# THE TASK:
Could you reproduce all the entries under this sentence exactly, leaving the images aside?

# Items from a data source:
____

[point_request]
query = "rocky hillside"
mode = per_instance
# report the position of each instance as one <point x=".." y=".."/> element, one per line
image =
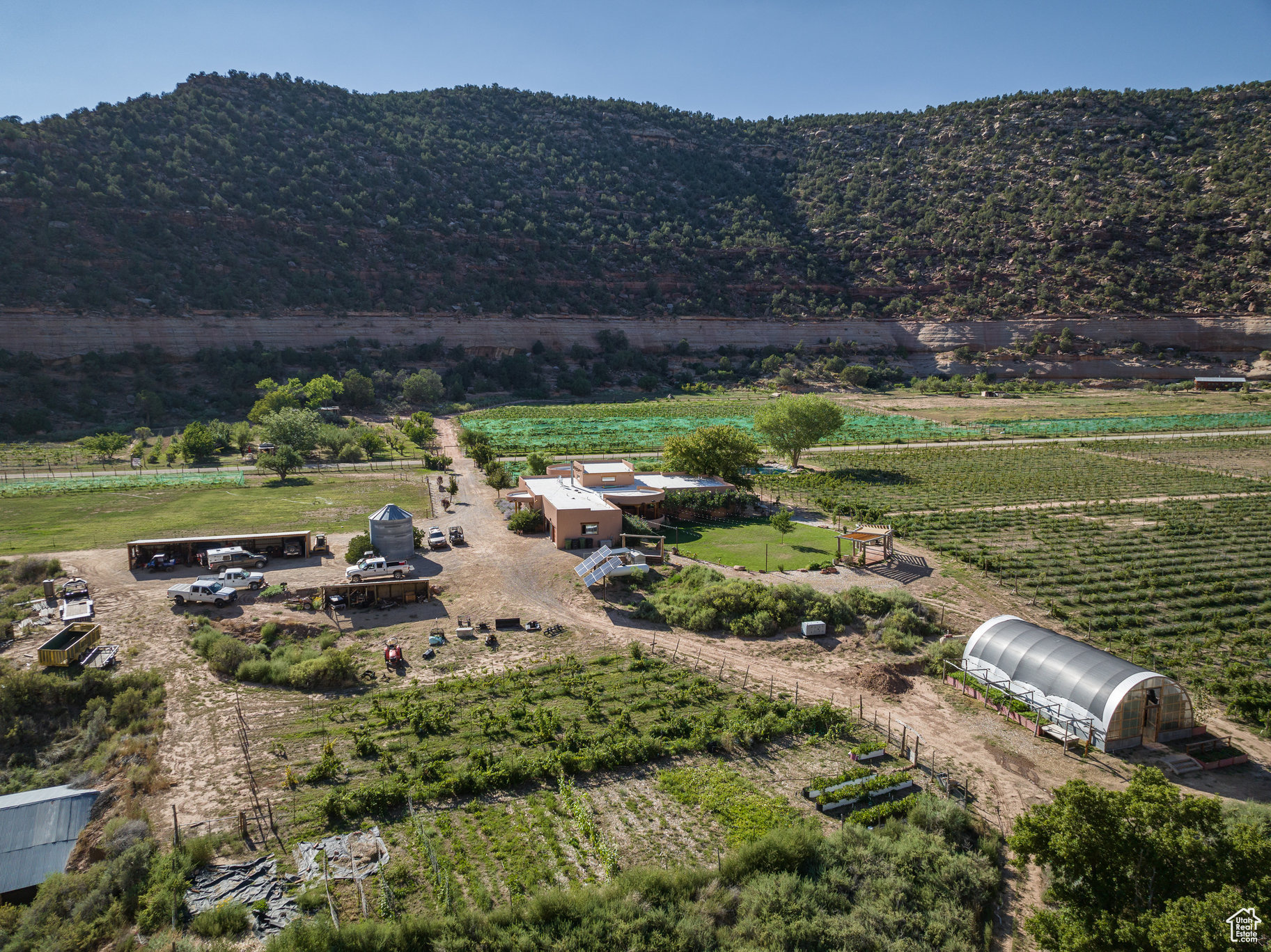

____

# REPLY:
[point_request]
query = "rocky hillside"
mode = per_instance
# report the position of each instance as one <point x=".." y=".."/> element, one per line
image =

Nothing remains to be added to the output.